# [PROBLEM DETAILS]
Can you find every line in the entries below that contains the word "step" and copy each one out?

# [DATA SHOWN]
━━━━

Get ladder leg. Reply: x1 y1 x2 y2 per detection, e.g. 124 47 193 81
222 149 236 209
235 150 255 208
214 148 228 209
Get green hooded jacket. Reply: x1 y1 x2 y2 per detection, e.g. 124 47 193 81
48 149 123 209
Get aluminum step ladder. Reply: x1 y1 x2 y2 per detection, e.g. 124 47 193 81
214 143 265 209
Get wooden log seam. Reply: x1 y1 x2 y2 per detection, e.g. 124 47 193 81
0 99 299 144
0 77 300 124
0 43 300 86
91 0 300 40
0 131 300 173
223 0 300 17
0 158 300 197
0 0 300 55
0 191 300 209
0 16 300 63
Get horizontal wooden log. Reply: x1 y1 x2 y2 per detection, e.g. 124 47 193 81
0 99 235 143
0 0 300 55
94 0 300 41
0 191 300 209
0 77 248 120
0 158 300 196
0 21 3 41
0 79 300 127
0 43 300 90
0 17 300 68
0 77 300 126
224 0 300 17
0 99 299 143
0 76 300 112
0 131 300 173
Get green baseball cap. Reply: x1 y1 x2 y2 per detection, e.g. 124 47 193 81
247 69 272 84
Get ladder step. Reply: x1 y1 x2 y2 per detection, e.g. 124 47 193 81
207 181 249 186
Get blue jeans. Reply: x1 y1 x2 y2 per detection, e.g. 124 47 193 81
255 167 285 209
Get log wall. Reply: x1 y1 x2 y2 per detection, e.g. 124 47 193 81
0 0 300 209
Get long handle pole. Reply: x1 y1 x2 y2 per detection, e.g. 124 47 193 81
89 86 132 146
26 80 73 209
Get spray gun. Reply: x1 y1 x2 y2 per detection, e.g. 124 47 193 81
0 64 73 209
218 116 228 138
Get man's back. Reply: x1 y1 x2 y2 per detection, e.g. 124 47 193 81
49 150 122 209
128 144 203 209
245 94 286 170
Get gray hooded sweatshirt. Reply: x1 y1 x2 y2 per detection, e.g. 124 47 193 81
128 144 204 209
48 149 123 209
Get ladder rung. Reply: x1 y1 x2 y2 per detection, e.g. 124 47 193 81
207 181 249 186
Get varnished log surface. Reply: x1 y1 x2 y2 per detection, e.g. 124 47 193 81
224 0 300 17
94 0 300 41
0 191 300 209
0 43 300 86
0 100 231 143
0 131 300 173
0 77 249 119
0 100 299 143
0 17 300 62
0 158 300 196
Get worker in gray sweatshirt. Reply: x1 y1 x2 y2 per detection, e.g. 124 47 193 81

━━━━

# [WRITTEN REPLY]
Get aluminum step ladder. Reply: x1 y1 x2 y2 per detection, e.g. 124 47 193 81
Get ladder step. Reply: x1 y1 x2 y2 per detection, e.g. 124 47 193 81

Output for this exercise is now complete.